■ **Instruction**: The records that follow should be retyped word for word.

■ **Records for the task**:
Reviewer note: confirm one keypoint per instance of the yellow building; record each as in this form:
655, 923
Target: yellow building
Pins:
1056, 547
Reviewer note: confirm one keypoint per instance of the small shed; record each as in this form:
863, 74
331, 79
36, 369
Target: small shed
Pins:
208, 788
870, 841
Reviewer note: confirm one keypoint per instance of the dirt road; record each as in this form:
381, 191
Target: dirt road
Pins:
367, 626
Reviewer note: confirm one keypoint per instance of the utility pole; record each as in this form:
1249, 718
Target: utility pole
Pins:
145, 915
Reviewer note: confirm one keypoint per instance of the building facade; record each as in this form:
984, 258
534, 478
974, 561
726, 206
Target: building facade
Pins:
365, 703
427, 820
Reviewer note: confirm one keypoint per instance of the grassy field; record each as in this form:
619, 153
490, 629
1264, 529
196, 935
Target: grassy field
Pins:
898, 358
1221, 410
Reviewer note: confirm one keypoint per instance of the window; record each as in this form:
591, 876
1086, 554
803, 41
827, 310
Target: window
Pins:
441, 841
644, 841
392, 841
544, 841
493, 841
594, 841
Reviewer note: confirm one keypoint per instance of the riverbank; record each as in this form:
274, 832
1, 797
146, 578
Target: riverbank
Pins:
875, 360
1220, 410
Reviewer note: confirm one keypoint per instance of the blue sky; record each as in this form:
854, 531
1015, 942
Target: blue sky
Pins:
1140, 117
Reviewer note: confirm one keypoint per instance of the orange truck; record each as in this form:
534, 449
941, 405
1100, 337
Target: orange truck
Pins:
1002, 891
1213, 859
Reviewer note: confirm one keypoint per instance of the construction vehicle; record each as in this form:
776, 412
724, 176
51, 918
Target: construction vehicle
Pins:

■ **Complete response**:
Reviewer note: confirm one keypoint per instance of the yellow building; record each as in this form:
655, 923
Target: yellow building
Pins:
1056, 547
Reviewer note: confirm one keypoint per instance of the small shed; record each as in this form:
863, 74
331, 79
36, 369
Target: small shed
Pins:
208, 788
870, 841
Reviewer note: confirm one keypoint per instance of the dirt road; record each as in this form:
381, 191
Target: dirt road
Pins:
367, 626
Reviewer note: confirm one keypoint per instance of the utility pole; record each as in this form:
1249, 718
Target: utility pole
Pins:
145, 915
Reviewer note: confirm one keypoint per instance of the building facade; record each as in this form:
984, 258
534, 478
974, 561
726, 206
Target: building facade
Pins:
365, 703
427, 820
Reviewer note: confirm one keypoint per instance of the grassy field; record each as in this form:
619, 153
490, 629
1264, 529
196, 935
Target: grassy field
Pins:
898, 358
1221, 410
Reviewer note: confirm one keypoint per instance of the window; record each as in this form:
591, 876
1086, 554
803, 41
827, 310
Target: window
Pins:
441, 841
644, 841
392, 841
544, 841
493, 841
594, 841
Reviewer note: confirm one keypoint per instance of the riverbank; record each as in this form:
274, 832
1, 797
146, 578
Target: riverbank
Pins:
875, 360
1220, 410
Reviewer note: confirm one keypoint per instance of the blue sky; record each as in this form:
854, 531
1015, 942
Target: blue sky
Pins:
1140, 117
Reviewer note: confirm one keypoint per instance of the orange truck; record each as in this form:
534, 449
941, 405
1100, 337
Target: orange truck
Pins:
1002, 891
1213, 859
Reviewer note: confirm one keypoint per instance of the construction vehicle; record each as in this form:
776, 412
724, 176
51, 918
Target: construction vehicle
Pins:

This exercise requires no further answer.